Task description — Lines from the one containing "mound in the photo above." through the last line of the data are to be repeated word for word, both ends included.

Records from a data collection
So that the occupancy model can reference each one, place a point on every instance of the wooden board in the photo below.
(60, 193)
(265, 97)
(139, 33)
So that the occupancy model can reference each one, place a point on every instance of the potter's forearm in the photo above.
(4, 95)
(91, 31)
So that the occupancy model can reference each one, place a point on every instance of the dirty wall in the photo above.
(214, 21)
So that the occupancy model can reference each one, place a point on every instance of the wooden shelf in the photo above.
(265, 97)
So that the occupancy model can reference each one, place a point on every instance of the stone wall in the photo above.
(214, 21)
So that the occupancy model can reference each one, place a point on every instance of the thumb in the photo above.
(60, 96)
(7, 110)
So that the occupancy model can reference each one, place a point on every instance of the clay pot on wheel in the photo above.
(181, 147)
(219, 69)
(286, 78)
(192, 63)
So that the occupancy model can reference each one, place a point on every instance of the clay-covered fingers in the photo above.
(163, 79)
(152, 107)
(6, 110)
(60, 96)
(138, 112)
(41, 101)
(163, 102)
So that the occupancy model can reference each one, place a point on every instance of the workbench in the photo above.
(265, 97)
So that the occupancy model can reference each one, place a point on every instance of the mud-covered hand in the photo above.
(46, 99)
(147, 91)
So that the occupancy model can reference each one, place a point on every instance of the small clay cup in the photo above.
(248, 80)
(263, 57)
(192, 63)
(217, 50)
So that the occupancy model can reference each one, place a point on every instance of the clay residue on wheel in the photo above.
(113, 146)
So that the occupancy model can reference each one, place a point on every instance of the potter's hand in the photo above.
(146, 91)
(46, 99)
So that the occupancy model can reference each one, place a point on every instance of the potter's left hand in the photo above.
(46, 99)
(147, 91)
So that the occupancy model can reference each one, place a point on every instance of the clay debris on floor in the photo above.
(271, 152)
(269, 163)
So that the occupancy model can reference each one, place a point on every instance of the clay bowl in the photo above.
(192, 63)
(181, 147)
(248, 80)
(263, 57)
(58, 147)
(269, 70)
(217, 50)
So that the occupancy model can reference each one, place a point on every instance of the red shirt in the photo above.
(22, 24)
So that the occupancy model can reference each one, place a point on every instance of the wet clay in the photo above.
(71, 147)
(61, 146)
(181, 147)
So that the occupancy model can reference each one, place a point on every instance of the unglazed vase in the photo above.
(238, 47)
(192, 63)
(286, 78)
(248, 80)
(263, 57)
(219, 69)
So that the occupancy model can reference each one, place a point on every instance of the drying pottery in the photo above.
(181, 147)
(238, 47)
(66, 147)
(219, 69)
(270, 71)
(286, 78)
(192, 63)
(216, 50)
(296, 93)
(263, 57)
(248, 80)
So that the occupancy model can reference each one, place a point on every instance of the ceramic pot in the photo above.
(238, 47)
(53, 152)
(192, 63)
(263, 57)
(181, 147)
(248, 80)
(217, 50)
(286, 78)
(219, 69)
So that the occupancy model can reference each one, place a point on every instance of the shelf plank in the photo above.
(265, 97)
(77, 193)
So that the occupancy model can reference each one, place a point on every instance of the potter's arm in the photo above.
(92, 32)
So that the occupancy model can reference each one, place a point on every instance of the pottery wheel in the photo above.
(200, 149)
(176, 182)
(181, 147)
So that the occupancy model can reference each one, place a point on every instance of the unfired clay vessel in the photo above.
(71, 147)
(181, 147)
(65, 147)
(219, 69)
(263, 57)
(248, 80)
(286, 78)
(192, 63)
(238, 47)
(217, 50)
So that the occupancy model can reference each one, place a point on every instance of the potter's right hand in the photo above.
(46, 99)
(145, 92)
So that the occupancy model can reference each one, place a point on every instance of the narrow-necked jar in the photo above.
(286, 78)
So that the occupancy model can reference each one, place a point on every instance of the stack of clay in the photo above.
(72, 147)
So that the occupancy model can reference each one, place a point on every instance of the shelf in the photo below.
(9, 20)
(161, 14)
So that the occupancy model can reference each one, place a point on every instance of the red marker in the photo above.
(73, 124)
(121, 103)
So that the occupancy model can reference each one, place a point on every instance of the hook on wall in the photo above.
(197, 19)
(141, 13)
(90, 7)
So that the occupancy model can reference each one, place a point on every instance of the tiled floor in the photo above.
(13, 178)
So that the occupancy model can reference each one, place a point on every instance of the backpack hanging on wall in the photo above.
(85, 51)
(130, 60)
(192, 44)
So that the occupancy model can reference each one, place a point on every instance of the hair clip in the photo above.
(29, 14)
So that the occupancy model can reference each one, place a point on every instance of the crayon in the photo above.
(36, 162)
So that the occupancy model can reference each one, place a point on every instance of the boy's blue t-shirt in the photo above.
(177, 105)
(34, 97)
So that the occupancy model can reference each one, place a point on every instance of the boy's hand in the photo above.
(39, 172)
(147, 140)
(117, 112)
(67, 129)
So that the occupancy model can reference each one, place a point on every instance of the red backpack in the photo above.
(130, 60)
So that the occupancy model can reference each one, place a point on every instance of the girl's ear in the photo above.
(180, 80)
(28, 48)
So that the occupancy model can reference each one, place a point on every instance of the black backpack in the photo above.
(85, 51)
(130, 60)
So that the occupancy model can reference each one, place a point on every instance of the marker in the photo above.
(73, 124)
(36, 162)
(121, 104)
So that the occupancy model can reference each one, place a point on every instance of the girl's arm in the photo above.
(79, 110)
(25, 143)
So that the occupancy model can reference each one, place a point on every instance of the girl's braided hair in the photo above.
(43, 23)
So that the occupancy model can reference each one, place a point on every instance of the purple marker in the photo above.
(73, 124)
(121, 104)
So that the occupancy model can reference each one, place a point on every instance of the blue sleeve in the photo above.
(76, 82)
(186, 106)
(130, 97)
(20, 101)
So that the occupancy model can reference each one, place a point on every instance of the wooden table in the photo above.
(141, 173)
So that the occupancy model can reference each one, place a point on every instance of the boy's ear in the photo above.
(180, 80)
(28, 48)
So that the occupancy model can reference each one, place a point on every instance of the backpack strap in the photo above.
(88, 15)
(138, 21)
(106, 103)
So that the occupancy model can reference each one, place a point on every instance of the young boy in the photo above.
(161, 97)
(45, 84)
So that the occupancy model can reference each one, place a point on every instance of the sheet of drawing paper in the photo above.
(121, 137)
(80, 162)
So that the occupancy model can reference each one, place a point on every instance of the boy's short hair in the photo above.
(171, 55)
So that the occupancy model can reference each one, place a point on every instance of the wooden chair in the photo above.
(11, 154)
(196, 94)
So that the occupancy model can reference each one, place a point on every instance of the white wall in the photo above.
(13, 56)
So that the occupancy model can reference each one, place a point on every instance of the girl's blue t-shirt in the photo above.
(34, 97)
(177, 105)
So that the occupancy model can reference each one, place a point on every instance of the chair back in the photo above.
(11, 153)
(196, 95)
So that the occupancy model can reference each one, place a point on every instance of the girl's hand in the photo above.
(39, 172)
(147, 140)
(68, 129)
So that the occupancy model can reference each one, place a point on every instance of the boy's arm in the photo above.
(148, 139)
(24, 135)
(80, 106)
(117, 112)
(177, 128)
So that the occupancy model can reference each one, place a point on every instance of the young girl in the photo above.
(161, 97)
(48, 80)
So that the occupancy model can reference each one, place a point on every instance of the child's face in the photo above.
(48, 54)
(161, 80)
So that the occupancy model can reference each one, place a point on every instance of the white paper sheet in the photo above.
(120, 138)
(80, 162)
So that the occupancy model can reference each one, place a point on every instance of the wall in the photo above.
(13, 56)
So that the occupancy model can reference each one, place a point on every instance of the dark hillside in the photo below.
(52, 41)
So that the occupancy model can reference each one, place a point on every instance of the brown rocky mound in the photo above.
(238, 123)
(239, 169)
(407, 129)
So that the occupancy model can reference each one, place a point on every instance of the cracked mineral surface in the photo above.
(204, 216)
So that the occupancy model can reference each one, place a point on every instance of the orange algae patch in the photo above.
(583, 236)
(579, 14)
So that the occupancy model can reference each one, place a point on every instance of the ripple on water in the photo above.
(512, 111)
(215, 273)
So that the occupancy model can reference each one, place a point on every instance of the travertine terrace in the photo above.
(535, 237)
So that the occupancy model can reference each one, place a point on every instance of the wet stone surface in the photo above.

Worked answer —
So that the occupancy model can reference each one, place a point on every instance of the brown rocky mound in the photo above.
(238, 123)
(239, 169)
(407, 129)
So that the occupancy model can reference each one, place a point on every instance of the cracked mineral surface in the photo above.
(204, 216)
So that the occupancy model can reference each one, place a point on every instance of the orange algae patch in the photo above.
(583, 236)
(579, 14)
So that the occupancy model can reference each one, place a point on every instance of the ripple on water in the photo above.
(512, 111)
(215, 273)
So that the occupancy model can reference each one, place a point on every instance of the travertine terrace in the photo above.
(535, 237)
So that the occupancy model can reference each one, place a point on every instance of the wet stone surface in the photo above.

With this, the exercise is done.